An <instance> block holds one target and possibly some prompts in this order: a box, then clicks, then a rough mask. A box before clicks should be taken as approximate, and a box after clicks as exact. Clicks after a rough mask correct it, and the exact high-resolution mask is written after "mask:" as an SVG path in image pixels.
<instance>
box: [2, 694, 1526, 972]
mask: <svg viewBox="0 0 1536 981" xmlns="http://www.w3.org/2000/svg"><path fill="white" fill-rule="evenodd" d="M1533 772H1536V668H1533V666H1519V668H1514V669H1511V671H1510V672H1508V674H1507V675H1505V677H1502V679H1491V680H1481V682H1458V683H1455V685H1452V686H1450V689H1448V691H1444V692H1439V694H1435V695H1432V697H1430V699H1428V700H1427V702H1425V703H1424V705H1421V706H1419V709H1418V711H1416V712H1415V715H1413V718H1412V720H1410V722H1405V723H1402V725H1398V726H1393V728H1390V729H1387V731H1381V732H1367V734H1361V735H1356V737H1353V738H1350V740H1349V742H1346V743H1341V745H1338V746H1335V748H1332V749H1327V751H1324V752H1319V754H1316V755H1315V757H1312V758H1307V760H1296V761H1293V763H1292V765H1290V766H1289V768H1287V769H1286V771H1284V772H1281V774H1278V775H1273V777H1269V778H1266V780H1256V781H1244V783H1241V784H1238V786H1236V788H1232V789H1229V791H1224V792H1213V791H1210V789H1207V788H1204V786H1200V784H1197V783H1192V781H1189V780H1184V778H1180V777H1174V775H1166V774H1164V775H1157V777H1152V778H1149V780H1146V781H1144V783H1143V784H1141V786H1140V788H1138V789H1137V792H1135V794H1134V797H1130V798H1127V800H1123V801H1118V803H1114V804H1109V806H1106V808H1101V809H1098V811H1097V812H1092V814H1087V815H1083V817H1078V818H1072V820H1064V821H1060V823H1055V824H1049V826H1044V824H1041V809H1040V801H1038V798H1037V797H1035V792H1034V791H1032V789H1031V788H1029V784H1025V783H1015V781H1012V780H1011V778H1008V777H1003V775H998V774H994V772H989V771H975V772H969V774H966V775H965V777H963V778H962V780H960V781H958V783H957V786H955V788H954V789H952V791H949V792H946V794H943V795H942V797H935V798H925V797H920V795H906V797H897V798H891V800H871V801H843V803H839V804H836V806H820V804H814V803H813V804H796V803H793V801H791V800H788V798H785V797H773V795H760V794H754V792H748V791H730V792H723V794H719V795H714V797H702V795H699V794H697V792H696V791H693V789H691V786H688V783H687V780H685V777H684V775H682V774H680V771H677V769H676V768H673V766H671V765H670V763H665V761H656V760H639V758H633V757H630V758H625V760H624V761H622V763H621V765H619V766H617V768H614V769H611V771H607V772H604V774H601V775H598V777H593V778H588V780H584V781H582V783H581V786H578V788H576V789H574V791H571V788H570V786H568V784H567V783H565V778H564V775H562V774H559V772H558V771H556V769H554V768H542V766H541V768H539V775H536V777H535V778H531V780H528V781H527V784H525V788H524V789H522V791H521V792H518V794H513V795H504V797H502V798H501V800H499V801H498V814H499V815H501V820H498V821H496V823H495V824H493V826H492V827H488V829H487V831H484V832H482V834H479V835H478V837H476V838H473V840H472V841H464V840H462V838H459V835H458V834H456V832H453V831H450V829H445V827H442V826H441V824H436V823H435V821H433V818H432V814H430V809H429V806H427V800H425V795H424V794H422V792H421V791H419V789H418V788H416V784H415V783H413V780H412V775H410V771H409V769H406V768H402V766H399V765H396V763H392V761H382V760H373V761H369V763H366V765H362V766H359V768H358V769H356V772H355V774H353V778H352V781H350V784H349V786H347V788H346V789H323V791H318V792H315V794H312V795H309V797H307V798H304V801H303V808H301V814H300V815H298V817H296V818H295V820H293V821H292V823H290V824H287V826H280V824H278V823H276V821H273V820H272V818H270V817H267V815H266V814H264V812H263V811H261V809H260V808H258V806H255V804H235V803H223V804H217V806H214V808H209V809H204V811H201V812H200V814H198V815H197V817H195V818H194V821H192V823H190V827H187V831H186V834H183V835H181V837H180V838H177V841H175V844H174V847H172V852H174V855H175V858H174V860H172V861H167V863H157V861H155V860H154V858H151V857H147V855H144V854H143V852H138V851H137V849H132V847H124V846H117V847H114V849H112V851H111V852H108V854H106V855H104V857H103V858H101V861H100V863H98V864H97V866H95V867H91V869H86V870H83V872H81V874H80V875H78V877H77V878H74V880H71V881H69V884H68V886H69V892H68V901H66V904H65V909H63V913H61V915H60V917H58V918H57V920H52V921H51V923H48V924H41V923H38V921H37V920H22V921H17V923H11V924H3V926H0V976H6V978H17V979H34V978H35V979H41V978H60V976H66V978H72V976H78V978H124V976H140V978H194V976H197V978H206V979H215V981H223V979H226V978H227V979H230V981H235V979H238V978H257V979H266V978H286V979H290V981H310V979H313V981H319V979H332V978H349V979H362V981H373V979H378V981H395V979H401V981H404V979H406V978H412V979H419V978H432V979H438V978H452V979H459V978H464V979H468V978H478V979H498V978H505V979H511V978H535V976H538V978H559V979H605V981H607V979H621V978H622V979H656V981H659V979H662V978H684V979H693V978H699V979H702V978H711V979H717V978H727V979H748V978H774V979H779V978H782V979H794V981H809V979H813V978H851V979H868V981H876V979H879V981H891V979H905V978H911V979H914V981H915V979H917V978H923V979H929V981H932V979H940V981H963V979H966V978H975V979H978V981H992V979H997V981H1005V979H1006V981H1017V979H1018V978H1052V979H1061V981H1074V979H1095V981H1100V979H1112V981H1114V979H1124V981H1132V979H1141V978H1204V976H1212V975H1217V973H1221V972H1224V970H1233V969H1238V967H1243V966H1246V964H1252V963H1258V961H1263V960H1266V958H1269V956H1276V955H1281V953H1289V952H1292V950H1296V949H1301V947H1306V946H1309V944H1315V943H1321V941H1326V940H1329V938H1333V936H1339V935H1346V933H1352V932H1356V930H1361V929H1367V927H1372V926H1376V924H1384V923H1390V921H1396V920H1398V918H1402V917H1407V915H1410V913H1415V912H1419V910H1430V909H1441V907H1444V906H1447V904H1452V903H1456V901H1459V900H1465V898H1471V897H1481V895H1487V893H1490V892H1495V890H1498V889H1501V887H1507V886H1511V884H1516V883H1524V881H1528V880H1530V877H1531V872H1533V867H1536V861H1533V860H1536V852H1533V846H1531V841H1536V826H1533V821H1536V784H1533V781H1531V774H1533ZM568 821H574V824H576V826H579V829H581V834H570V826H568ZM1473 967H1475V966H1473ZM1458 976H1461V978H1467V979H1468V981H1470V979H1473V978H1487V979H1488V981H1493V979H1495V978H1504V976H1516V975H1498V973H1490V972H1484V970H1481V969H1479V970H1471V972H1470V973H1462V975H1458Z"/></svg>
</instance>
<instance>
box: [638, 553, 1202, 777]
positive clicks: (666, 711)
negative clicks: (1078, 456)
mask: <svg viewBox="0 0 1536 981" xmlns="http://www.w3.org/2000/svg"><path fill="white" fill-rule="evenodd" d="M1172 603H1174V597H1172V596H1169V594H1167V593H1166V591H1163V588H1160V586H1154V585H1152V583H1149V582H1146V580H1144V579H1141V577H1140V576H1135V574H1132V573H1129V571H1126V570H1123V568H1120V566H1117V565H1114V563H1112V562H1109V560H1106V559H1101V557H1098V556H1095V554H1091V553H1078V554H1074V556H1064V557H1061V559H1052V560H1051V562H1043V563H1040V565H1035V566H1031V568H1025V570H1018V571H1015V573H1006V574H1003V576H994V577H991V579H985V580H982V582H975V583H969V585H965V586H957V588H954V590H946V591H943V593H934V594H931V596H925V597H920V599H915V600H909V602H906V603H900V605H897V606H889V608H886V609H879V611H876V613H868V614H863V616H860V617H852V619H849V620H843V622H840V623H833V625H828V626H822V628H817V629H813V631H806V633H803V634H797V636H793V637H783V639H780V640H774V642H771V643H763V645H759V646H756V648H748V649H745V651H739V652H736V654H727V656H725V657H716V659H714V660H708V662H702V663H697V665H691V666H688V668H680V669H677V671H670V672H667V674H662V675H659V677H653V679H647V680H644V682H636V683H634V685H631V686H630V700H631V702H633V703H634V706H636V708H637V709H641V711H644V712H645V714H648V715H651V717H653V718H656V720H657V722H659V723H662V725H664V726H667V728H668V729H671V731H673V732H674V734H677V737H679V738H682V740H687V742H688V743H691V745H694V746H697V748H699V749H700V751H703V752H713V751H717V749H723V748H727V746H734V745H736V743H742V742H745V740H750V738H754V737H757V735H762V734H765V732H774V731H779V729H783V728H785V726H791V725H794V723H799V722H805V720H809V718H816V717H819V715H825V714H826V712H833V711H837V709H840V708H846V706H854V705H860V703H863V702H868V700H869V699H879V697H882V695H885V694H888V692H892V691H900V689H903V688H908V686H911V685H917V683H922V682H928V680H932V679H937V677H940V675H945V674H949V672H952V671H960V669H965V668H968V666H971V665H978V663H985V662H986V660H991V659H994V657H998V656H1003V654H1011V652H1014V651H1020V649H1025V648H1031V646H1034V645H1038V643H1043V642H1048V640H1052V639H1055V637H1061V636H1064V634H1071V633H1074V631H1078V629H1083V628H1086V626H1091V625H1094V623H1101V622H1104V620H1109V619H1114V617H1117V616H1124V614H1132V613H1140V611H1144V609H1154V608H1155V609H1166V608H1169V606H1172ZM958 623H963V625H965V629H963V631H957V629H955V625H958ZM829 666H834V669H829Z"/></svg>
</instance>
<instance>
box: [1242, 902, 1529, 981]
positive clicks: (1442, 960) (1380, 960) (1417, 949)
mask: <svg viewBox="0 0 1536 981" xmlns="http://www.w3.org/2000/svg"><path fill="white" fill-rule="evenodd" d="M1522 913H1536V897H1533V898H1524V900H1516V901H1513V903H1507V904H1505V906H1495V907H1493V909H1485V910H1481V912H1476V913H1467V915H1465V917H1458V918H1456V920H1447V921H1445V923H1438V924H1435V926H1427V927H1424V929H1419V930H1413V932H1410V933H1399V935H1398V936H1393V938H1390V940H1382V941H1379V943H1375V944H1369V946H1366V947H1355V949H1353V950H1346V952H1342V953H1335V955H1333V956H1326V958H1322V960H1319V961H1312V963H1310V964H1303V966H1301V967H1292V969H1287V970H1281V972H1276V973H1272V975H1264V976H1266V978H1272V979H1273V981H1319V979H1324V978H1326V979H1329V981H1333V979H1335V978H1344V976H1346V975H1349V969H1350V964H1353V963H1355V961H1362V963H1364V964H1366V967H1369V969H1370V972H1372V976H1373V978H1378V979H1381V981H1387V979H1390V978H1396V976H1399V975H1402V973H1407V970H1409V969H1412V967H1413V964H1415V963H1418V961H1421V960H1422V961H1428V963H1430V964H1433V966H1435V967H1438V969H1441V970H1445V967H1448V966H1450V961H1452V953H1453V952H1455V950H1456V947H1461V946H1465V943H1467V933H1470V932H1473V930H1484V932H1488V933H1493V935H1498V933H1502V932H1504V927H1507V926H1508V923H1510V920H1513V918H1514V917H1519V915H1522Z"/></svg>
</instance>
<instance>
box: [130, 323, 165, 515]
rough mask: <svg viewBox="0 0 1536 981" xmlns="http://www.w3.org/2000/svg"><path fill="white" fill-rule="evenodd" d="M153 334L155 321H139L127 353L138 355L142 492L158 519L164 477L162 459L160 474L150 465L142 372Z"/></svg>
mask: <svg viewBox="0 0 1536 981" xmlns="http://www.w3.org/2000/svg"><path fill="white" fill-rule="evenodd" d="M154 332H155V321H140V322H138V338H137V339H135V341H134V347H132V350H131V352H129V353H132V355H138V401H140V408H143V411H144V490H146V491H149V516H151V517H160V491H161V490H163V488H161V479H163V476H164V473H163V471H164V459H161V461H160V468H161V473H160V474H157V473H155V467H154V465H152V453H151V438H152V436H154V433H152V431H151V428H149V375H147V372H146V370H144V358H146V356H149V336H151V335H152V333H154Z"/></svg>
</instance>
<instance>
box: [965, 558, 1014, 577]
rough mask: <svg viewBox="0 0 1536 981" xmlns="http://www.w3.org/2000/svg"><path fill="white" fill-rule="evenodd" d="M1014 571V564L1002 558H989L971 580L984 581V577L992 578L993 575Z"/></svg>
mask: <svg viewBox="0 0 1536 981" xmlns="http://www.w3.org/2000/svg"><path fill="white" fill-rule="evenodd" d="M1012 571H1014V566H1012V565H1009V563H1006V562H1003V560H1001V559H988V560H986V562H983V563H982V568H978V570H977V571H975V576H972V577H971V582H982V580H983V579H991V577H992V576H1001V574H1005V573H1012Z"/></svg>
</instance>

- - -

What needs to be done:
Check each line of the listing above, and copy it if it contains the word "positive".

Solved problem:
positive clicks: (666, 711)
positive clicks: (1442, 960) (1380, 960) (1417, 949)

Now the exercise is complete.